§ EXERCISE GOAL
Rewrite every line of the records below as a JSON list of strings, one string per line, skipping blank lines. Leave the pictures out of your answer.

§ WORKING DATA
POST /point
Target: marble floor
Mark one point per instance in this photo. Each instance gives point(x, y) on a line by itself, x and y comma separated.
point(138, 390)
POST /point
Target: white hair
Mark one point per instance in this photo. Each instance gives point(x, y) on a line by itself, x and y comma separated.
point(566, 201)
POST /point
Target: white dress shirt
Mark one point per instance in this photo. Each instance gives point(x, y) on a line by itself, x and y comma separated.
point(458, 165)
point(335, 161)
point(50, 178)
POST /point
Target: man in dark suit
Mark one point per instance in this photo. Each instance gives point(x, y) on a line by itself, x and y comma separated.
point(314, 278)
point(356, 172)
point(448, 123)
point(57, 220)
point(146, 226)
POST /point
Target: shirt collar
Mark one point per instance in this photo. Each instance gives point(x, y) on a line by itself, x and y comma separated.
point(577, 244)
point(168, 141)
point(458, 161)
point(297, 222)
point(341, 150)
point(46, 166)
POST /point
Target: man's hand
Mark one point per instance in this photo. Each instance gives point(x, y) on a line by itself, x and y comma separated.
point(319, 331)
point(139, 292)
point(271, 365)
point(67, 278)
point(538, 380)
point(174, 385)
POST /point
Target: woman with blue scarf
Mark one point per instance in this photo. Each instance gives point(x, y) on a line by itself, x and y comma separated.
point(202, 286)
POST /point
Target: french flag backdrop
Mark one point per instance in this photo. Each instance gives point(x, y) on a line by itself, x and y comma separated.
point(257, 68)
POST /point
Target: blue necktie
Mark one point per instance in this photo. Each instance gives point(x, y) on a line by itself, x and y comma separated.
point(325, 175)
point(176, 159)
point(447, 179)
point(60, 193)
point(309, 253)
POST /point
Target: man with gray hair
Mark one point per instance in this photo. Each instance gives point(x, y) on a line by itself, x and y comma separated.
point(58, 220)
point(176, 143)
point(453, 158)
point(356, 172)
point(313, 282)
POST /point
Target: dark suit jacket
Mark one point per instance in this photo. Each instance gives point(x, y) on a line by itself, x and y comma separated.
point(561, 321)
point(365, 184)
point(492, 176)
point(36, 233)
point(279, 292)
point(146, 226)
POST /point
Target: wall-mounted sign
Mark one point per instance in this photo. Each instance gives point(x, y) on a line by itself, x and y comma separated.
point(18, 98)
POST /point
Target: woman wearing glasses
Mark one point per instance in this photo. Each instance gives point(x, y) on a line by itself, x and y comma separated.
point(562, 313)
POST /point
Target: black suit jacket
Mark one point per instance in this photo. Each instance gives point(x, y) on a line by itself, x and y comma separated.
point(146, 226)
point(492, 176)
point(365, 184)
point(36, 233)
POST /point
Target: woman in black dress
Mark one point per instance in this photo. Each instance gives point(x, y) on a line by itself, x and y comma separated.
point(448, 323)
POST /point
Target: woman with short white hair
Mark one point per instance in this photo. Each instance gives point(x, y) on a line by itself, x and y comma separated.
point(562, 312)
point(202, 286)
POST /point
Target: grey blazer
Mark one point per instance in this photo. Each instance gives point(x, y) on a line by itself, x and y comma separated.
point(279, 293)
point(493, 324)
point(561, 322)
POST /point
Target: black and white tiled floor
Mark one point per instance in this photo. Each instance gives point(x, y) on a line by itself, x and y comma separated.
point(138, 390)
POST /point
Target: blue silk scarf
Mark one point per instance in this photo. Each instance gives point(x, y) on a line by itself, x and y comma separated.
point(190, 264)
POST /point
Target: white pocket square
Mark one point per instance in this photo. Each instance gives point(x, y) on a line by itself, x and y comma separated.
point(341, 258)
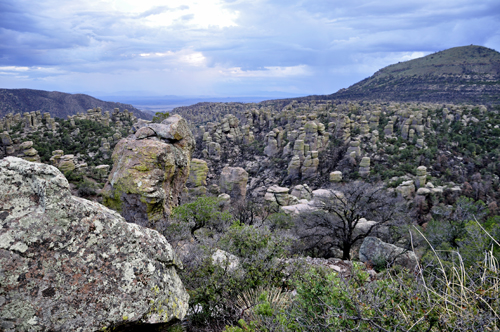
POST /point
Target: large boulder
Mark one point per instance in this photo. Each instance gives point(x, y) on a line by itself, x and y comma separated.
point(149, 172)
point(374, 250)
point(233, 181)
point(68, 264)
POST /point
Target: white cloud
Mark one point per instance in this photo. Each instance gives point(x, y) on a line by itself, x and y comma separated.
point(14, 68)
point(201, 13)
point(300, 70)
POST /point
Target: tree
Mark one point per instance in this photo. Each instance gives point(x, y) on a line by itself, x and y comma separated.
point(337, 222)
point(204, 212)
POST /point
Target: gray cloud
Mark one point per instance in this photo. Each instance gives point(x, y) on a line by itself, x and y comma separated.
point(331, 44)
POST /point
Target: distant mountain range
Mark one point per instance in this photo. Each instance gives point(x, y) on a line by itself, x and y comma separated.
point(469, 74)
point(58, 104)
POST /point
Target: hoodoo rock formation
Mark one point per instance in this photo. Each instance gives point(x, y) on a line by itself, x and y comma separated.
point(69, 264)
point(150, 170)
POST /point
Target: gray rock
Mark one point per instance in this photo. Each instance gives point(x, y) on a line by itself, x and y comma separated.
point(233, 181)
point(68, 264)
point(374, 249)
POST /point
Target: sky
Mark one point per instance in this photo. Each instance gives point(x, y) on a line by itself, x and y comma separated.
point(226, 47)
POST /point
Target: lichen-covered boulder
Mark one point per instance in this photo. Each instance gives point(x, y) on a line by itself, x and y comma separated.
point(233, 181)
point(376, 251)
point(150, 172)
point(198, 173)
point(68, 264)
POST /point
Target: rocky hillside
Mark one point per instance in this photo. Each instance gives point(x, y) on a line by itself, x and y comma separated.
point(58, 104)
point(469, 74)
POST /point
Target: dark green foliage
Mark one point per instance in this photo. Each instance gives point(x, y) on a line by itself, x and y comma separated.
point(204, 212)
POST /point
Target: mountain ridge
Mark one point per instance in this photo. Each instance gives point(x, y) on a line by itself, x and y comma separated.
point(459, 74)
point(58, 104)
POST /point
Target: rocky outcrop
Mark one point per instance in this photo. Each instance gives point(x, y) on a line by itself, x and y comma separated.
point(233, 181)
point(375, 251)
point(197, 181)
point(68, 264)
point(149, 172)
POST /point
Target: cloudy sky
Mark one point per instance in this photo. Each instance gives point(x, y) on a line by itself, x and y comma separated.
point(226, 47)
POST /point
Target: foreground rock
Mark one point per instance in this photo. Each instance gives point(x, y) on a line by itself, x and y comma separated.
point(375, 251)
point(68, 264)
point(149, 172)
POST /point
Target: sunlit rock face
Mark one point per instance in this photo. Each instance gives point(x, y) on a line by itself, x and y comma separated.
point(68, 264)
point(150, 170)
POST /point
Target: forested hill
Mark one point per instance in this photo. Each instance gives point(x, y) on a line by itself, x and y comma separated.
point(58, 104)
point(468, 74)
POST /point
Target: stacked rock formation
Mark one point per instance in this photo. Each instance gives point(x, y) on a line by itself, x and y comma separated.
point(68, 264)
point(197, 181)
point(233, 181)
point(149, 172)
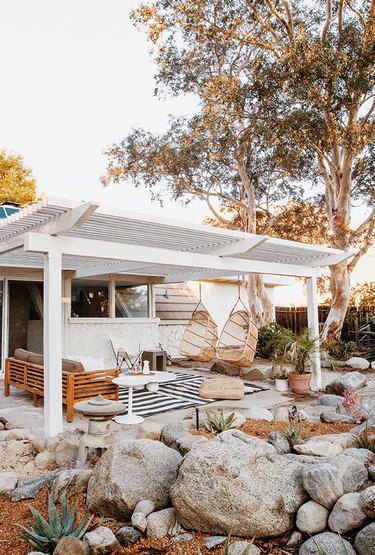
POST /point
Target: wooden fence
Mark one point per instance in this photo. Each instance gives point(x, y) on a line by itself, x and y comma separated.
point(295, 318)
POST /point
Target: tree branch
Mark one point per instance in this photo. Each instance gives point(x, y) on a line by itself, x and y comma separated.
point(327, 23)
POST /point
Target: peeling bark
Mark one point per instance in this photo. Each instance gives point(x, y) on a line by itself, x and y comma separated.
point(260, 305)
point(340, 284)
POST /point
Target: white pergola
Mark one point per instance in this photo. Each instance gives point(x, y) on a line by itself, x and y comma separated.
point(91, 240)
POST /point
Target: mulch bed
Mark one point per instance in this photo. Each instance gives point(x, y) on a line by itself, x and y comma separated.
point(18, 512)
point(262, 428)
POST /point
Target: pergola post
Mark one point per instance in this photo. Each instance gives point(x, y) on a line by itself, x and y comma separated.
point(313, 324)
point(53, 416)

§ ANSWER TO THIS EXERCISE
[
  "POST /point",
  "Target: marble floor",
  "Mark one point per instance in this photo. Each instance gives point(x, y) on a line by itself, x and y comma separated.",
  "point(138, 390)",
  "POST /point",
  "Target: white hair",
  "Mark one point per instance in this photo. Each instance gives point(x, y) on a line by itself, x and y comma separated.",
  "point(566, 201)",
  "POST /point",
  "Target: white dress shirt",
  "Mark one point per instance in this photo. Each instance gives point(x, y) on a line by itself, x and y comma separated.",
  "point(458, 165)",
  "point(335, 161)",
  "point(50, 178)",
  "POST /point",
  "Target: man in dark suit",
  "Mark one point per instance in this photo. Each instance gives point(x, y) on a line by itself, x and y comma separated.",
  "point(314, 278)",
  "point(356, 172)",
  "point(448, 123)",
  "point(57, 220)",
  "point(146, 226)",
  "POST /point",
  "Target: shirt collar",
  "Mark one point per instance in this photo. Each instance gives point(x, y) on a line by itself, x and y comma separated.",
  "point(577, 244)",
  "point(168, 141)",
  "point(458, 161)",
  "point(297, 222)",
  "point(341, 150)",
  "point(46, 166)",
  "POST /point",
  "Target: man's hand",
  "Mark one point per instance in this photo. Each instance gives point(x, y) on a line by itself, x and y comma separated.",
  "point(319, 331)",
  "point(139, 292)",
  "point(271, 365)",
  "point(67, 278)",
  "point(538, 380)",
  "point(174, 385)",
  "POST /point",
  "Target: woman with blue scarf",
  "Mark one point per instance in this photo. Each instance gives point(x, y) on a line by itself, x and y comma separated.",
  "point(202, 286)",
  "POST /point",
  "Target: french flag backdrop",
  "Mark one point per instance in this photo. Each instance gives point(x, y) on a line by itself, x and y comma separated.",
  "point(257, 68)",
  "POST /point",
  "Target: blue necktie",
  "Mark one point per instance in this photo. Each instance gives point(x, y) on a line by itself, x and y comma separated.",
  "point(325, 175)",
  "point(176, 159)",
  "point(447, 179)",
  "point(60, 193)",
  "point(309, 253)",
  "POST /point",
  "Target: man with gray hair",
  "Mark one point per instance in this photo. Each instance gives point(x, y) on a line by itself, x and y comma separated.",
  "point(58, 220)",
  "point(176, 143)",
  "point(453, 158)",
  "point(356, 172)",
  "point(313, 282)",
  "POST /point",
  "Target: dark suit jacket",
  "Mark one point per instance in this photo. Each instance gives point(x, y) on a line by itself, x and y comma separated.",
  "point(561, 321)",
  "point(365, 184)",
  "point(492, 176)",
  "point(36, 233)",
  "point(279, 292)",
  "point(146, 226)",
  "POST /point",
  "Target: wall-mounted sign",
  "Mark one point per instance in this photo. Each instance gives point(x, y) on a line by itself, x and y comma separated.",
  "point(18, 98)",
  "POST /point",
  "Target: woman wearing glasses",
  "Mark one point per instance in this photo. Each instance gives point(x, y) on a line by itself, x and y comma separated.",
  "point(562, 313)",
  "POST /point",
  "Target: black suit jacket",
  "Mark one point per instance in this photo. Each instance gives point(x, y) on a line by itself, x and y comma separated.",
  "point(146, 226)",
  "point(492, 176)",
  "point(365, 184)",
  "point(36, 233)",
  "POST /point",
  "Target: woman in black dress",
  "Mark one point per instance in this photo. Each instance gives point(x, y) on a line by itself, x and y comma separated.",
  "point(448, 323)",
  "POST /point",
  "Target: woman with short white hair",
  "Mark one point per instance in this photo. Each instance gives point(x, y) on a line by itself, x and y comma separated.",
  "point(562, 312)",
  "point(202, 286)",
  "POST /point",
  "Target: grey blazer",
  "Mark one point per instance in this photo. Each instance gives point(x, y) on a line by itself, x and y comma separated.",
  "point(279, 293)",
  "point(493, 324)",
  "point(561, 322)",
  "POST /point",
  "Target: black and white tiled floor",
  "Mark one point per instance in this photo. Each instance gives point(x, y) on a line by itself, x and y comma separated.",
  "point(138, 390)",
  "POST /point",
  "Target: blue silk scarf",
  "Mark one point per instance in this photo. Each instance gives point(x, y) on a line by itself, x and y comma separated.",
  "point(190, 264)",
  "POST /point",
  "Target: white pocket square",
  "Mark one point per instance in this photo. Each instance gives point(x, y) on a line by itself, x and y comma separated.",
  "point(341, 258)",
  "POST /point",
  "Target: large boulder",
  "Mark one point per instance in this photo. Each instance gives point(x, y) on a line by itself, x and y comma separated.",
  "point(149, 172)",
  "point(374, 250)",
  "point(233, 181)",
  "point(68, 264)",
  "POST /point",
  "Target: white cloud",
  "Mark one point per instance in this photo. Each instance gives point(x, y) on a line by itself, x and y comma separated.",
  "point(14, 68)",
  "point(201, 13)",
  "point(300, 70)",
  "POST /point",
  "Target: tree",
  "Mark one point per instance in this photo. Each instance gives point(x, y) on a line by itself, x and y comma separated.",
  "point(337, 222)",
  "point(204, 212)",
  "POST /point",
  "Target: gray cloud",
  "Mark one point per instance in this photo. Each instance gives point(x, y) on a line by itself, x and y comma separated.",
  "point(331, 44)",
  "POST /point",
  "Target: distant mountain range",
  "Mark one point per instance in this photo. Each instance gives point(x, y) on a line by itself, x and y comma separated.",
  "point(469, 74)",
  "point(58, 104)",
  "POST /point",
  "Target: hoodoo rock formation",
  "Mark one point per instance in this photo. Each instance gives point(x, y) on a line by itself, x and y comma separated.",
  "point(69, 264)",
  "point(150, 170)",
  "POST /point",
  "Target: gray rock",
  "Mark one point per instance in this photo. Each instance gives point(x, y) on a line by itself, x and y comma separated.",
  "point(233, 181)",
  "point(68, 264)",
  "point(374, 249)",
  "POST /point",
  "Target: sky",
  "Mark one point per instance in this photo. Each instance gives point(x, y) on a line by itself, x and y comma separated.",
  "point(226, 47)",
  "POST /point",
  "Target: lichen-covered boulder",
  "Mark one point per instance in this photo. Each instance gives point(x, y) on a line by itself, x and y comma separated.",
  "point(233, 181)",
  "point(376, 251)",
  "point(150, 172)",
  "point(198, 173)",
  "point(68, 264)",
  "POST /point",
  "Target: rocky hillside",
  "Mark one point per instance in this photo. Each instance gives point(x, y) on a line by itself, x and y comma separated.",
  "point(58, 104)",
  "point(469, 74)",
  "POST /point",
  "Target: dark green foliage",
  "Mark one point per instance in this photo. Each instance gives point(x, y) on a line by itself, x and y comma separated.",
  "point(204, 212)",
  "POST /point",
  "Target: mountain ridge",
  "Mark one point per instance in this photo. Each instance gives point(x, y) on a line by itself, x and y comma separated.",
  "point(459, 74)",
  "point(58, 104)",
  "POST /point",
  "Target: rocky outcrop",
  "Mark one point per instance in this photo. Each instance gives point(x, y) on a line by itself, x and y comma separated.",
  "point(233, 181)",
  "point(375, 251)",
  "point(197, 181)",
  "point(68, 264)",
  "point(149, 172)",
  "POST /point",
  "Target: cloudy sky",
  "Mark one point per instance in this photo. Each instance gives point(x, y) on a line by itself, x and y comma separated.",
  "point(226, 47)",
  "POST /point",
  "Target: foreground rock",
  "Mark one point per instance in this photo. Each instance gives point(x, y) on a line by itself, x and y comma separated.",
  "point(375, 251)",
  "point(68, 264)",
  "point(149, 172)",
  "POST /point",
  "Target: sunlit rock face",
  "Mark one point per instance in this photo. Each instance gives point(x, y) on a line by itself, x and y comma separated.",
  "point(68, 264)",
  "point(150, 170)",
  "POST /point",
  "Target: forested hill",
  "Mark one point per instance in this photo. Each instance gives point(x, y) on a line by itself, x and y comma separated.",
  "point(58, 104)",
  "point(468, 74)",
  "POST /point",
  "Target: stacked rock formation",
  "Mark one point per instance in this photo. Each instance gives point(x, y) on a line by itself, x and y comma separated.",
  "point(68, 264)",
  "point(197, 181)",
  "point(233, 181)",
  "point(149, 172)",
  "POST /point",
  "Target: wooden fence",
  "Mark one point per instance in this photo. Each instance gives point(x, y) on a line by itself, x and y comma separated.",
  "point(295, 318)",
  "POST /point",
  "Target: tree branch",
  "Mark one point per instance in this photo. Each instance gives point(x, y) on a line by itself, x and y comma separated.",
  "point(327, 23)",
  "POST /point",
  "Target: peeling bark",
  "Mark one point per instance in this photo. Each instance gives point(x, y) on a line by itself, x and y comma separated.",
  "point(260, 305)",
  "point(340, 284)",
  "POST /point",
  "Target: white pergola",
  "Mark one point per instance in this photo. Each instance gives point(x, y) on a line by itself, x and y comma separated.",
  "point(91, 240)",
  "POST /point",
  "Target: mulch bed",
  "Mark one point per instance in this photo. Each instance gives point(x, y) on a line by itself, x and y comma separated.",
  "point(18, 512)",
  "point(262, 428)",
  "POST /point",
  "Target: pergola post",
  "Mark one point per instance in this photo. Each instance gives point(x, y) on a line by itself, x and y comma separated.",
  "point(313, 324)",
  "point(53, 416)"
]